▸ Exercise goal
Give back, word for word, the stretch of the entries below from the line containing "target: background blossom" through the end of the entries, both ends included.

▸ Extracted material
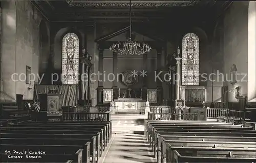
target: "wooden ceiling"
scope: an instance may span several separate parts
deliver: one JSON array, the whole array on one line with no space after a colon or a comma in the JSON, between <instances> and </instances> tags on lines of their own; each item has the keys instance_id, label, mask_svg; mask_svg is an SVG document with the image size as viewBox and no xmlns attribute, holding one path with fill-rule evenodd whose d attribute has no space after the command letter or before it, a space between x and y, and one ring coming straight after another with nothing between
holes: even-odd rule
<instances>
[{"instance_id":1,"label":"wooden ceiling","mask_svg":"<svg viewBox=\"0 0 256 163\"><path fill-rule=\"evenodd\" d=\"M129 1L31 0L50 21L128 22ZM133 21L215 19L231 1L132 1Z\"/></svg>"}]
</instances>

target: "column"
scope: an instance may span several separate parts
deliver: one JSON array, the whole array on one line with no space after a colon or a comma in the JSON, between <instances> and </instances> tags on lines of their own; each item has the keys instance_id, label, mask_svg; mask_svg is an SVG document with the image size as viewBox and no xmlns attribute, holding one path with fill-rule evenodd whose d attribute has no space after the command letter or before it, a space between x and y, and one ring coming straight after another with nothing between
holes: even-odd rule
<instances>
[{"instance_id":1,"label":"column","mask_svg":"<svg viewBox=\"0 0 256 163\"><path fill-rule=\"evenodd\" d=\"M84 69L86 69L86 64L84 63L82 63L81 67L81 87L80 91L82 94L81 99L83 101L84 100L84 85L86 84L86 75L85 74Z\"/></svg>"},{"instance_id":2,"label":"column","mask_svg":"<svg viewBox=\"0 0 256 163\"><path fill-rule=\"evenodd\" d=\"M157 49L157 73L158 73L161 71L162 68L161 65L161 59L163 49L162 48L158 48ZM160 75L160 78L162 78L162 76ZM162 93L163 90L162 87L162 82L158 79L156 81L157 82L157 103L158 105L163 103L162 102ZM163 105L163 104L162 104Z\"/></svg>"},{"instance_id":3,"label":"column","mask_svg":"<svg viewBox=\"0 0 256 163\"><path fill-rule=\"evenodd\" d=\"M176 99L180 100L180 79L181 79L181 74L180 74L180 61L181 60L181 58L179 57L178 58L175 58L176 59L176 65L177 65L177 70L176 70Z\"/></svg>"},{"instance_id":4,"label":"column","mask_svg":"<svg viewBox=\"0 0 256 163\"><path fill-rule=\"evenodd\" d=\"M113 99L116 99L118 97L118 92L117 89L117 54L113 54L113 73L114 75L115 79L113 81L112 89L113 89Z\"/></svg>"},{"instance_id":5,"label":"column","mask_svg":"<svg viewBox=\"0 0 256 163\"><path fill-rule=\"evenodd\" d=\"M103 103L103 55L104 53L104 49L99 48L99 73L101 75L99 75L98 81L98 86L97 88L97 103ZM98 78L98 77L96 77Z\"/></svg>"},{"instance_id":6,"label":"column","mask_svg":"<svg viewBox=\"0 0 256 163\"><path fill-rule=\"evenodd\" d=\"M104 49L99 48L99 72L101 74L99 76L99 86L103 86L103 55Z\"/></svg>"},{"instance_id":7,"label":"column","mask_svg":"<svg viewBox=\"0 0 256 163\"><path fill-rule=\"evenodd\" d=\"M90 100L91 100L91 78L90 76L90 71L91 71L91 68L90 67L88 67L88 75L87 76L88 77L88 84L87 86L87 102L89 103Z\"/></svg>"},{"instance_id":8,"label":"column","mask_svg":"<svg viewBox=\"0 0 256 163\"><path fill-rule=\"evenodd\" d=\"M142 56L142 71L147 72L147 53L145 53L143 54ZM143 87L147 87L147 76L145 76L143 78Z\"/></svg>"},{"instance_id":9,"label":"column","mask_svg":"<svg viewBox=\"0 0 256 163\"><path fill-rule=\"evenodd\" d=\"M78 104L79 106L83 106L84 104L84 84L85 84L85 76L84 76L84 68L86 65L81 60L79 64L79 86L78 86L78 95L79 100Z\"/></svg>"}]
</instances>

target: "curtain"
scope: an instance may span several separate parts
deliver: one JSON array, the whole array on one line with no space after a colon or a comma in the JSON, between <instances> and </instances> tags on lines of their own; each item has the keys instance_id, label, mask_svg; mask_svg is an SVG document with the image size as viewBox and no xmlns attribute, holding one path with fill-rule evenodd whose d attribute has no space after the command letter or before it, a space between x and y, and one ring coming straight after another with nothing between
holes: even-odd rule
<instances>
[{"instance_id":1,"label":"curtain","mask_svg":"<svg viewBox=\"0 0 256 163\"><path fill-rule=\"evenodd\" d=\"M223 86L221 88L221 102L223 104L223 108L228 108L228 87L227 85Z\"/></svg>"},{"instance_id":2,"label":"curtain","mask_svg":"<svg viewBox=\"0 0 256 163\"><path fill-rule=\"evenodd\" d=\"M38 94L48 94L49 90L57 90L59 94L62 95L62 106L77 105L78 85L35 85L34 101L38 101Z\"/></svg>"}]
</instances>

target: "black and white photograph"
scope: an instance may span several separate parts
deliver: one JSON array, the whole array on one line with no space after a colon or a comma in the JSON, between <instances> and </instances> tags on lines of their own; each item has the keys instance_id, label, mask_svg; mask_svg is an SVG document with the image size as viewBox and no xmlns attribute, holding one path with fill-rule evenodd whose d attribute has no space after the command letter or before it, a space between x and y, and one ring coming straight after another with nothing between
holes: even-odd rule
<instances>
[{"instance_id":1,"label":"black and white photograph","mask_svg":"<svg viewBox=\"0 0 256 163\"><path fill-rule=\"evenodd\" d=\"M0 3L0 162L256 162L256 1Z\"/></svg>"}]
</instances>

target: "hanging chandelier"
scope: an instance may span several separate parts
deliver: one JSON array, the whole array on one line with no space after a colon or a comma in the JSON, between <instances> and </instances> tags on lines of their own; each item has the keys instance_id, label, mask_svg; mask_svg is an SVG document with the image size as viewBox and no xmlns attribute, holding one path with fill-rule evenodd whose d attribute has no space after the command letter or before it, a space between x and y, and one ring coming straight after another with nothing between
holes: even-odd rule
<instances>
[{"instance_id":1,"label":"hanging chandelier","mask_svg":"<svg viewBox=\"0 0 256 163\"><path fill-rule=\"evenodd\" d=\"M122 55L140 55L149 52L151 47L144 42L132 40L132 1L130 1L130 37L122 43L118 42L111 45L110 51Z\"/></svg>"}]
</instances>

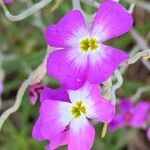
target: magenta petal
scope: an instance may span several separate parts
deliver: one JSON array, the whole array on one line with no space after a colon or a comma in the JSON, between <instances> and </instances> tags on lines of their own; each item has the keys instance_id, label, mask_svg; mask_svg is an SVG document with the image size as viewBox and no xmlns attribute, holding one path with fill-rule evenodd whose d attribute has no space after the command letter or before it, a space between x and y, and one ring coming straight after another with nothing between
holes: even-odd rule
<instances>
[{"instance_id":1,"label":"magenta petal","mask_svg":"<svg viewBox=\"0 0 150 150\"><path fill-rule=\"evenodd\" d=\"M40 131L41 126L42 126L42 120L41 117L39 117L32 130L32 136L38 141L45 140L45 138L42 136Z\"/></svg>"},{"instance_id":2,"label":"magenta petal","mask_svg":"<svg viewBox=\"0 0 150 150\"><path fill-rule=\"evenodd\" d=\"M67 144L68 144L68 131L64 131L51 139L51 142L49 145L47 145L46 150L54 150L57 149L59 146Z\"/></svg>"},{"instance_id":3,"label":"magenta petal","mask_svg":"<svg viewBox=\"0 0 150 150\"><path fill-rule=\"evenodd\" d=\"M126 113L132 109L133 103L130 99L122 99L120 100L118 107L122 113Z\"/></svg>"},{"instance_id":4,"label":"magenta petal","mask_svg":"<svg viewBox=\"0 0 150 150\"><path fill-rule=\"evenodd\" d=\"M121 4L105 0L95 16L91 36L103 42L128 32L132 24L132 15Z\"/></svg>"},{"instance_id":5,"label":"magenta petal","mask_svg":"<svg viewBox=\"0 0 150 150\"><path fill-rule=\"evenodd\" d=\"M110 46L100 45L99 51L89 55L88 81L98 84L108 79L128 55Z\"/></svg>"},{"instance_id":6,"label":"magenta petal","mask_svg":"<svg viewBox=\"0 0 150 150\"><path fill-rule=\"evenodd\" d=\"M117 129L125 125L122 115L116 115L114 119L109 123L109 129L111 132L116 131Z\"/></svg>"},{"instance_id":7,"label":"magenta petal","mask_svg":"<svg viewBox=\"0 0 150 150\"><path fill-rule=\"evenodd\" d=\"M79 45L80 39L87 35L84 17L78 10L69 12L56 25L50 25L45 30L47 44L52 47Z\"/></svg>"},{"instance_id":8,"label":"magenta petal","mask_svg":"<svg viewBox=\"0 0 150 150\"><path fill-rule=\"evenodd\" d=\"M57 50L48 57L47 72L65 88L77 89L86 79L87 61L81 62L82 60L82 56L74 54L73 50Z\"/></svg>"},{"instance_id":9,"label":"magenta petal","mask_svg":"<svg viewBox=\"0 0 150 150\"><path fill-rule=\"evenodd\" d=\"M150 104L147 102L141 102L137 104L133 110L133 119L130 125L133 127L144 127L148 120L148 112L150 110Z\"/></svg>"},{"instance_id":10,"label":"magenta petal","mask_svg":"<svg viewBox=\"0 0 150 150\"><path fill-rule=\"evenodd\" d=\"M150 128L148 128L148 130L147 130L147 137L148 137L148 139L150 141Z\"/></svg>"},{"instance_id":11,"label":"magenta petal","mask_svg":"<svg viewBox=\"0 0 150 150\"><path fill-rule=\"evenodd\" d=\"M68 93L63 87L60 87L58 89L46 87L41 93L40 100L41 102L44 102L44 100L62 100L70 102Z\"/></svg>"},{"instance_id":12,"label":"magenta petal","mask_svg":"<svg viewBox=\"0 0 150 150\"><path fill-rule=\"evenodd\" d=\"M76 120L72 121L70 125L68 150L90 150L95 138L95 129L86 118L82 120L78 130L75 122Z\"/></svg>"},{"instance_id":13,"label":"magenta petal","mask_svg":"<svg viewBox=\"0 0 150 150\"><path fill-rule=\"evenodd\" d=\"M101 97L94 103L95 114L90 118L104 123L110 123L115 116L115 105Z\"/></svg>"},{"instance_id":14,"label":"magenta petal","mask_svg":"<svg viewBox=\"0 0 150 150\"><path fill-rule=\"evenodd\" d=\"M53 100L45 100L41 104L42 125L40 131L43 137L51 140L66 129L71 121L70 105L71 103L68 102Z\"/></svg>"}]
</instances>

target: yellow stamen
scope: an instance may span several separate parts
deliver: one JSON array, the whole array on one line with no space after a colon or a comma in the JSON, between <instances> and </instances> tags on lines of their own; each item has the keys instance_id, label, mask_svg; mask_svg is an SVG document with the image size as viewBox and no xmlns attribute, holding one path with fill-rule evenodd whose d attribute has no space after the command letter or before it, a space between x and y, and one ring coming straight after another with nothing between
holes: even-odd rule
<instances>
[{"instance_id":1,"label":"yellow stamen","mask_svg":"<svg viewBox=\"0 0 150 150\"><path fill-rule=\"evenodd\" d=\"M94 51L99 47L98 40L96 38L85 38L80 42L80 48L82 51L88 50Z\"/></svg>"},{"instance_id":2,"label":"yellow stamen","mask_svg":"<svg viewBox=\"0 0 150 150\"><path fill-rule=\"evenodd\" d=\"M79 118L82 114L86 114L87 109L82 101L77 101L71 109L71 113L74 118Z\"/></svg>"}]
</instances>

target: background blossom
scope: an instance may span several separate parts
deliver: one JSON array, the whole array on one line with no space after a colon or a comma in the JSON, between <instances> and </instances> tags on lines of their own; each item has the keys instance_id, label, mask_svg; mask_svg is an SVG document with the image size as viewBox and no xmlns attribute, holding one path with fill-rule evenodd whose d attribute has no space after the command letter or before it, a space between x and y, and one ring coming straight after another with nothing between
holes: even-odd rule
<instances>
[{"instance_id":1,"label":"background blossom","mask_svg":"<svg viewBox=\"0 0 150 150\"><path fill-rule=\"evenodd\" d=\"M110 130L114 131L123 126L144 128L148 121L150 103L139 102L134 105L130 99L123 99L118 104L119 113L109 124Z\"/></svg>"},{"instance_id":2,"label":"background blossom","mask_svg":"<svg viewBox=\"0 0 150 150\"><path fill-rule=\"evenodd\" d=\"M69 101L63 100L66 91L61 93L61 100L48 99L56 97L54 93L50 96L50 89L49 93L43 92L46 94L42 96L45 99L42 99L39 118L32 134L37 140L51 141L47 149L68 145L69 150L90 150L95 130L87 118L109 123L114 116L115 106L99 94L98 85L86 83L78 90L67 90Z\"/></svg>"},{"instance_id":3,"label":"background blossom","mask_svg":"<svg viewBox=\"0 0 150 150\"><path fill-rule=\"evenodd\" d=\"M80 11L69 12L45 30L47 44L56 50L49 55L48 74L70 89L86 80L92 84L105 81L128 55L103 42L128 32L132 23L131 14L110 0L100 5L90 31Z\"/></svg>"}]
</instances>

▸ The response
target: background blossom
scope: an instance may span several separate parts
deliver: one JSON array, the whole array on one line with no space after a colon or a comma in the JSON, between <instances> and </instances> tags on lines of their own; each item has the keys instance_id, label, mask_svg; mask_svg is an SVG document with the image size as viewBox and no xmlns attribute, holding one path with fill-rule evenodd whose d attribute has no space after the command letter or before it, a space between x and y, and one ring coming straight after another with nothing between
holes: even-odd rule
<instances>
[{"instance_id":1,"label":"background blossom","mask_svg":"<svg viewBox=\"0 0 150 150\"><path fill-rule=\"evenodd\" d=\"M110 130L114 131L123 126L144 128L148 121L150 103L139 102L134 105L130 99L123 99L118 104L119 113L109 124Z\"/></svg>"},{"instance_id":2,"label":"background blossom","mask_svg":"<svg viewBox=\"0 0 150 150\"><path fill-rule=\"evenodd\" d=\"M69 101L63 100L66 91L61 93L61 100L48 99L56 97L54 93L50 96L50 89L49 93L43 92L46 94L42 96L45 99L42 99L39 118L32 134L37 140L51 141L47 149L68 145L69 150L90 150L95 130L87 118L109 123L114 116L115 106L99 94L98 85L86 83L78 90L67 90Z\"/></svg>"},{"instance_id":3,"label":"background blossom","mask_svg":"<svg viewBox=\"0 0 150 150\"><path fill-rule=\"evenodd\" d=\"M80 11L69 12L45 30L47 44L56 50L49 55L48 74L70 89L86 80L92 84L105 81L128 55L103 42L128 32L132 23L131 14L110 0L100 5L90 31Z\"/></svg>"}]
</instances>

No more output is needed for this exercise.